* _TO BE DONE_:
Reproduce only the lines from the one containing "Would you be able to point at the car door handle" through the last line of the entries, both ends included, keeping the requests as they are. Scale every coordinate value in the answers by 0.35 and round to the nearest whole number, with halves rounding up.

-- Begin DATA LISTING --

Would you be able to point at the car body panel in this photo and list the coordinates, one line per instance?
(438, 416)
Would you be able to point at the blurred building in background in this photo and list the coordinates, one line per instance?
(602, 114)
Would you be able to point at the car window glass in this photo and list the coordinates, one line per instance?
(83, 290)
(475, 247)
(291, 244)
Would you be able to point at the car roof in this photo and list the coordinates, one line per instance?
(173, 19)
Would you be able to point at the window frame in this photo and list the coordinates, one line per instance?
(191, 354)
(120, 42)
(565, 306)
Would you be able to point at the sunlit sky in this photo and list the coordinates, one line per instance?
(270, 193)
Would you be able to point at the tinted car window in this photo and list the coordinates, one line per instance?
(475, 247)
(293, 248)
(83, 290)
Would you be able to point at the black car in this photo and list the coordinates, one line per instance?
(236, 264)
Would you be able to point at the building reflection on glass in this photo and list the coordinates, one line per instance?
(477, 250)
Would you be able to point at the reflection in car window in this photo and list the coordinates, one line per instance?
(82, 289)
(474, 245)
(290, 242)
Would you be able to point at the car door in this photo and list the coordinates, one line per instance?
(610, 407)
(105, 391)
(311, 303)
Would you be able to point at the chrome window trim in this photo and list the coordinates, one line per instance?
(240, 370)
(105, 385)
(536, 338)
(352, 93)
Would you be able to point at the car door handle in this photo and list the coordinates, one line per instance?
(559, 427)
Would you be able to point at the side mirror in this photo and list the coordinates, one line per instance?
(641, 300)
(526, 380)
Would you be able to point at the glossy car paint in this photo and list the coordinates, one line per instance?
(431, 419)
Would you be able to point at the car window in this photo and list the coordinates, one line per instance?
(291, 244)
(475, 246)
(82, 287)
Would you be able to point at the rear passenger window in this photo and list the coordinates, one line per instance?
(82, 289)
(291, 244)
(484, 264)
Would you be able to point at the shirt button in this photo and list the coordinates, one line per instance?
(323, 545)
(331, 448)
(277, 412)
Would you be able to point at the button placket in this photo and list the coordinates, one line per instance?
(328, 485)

-- End DATA LISTING --

* _COMPLETED TASK_:
Would you be able to point at the car door handle in this photo and list the coordinates, one line per instance?
(196, 149)
Would you be able to point at the side mirror in this photo and list the coordinates, one line per instance?
(224, 105)
(184, 133)
Would you be able to point at the glossy car paint in this photo and list the coordinates, one line per instance?
(151, 147)
Would you be able to point at the car window in this photo and list the coordinates, one line per instance?
(102, 85)
(166, 86)
(29, 100)
Would you be able to point at the rear passenger window in this photo and list the coordinates, one line per instance?
(29, 101)
(102, 85)
(169, 92)
Would you be able to point at the shirt button in this photo and list the coordinates, one line per instance?
(113, 191)
(116, 157)
(97, 144)
Would you be able to point at the button placket in this photo and list the coordinates, one line per instance?
(115, 170)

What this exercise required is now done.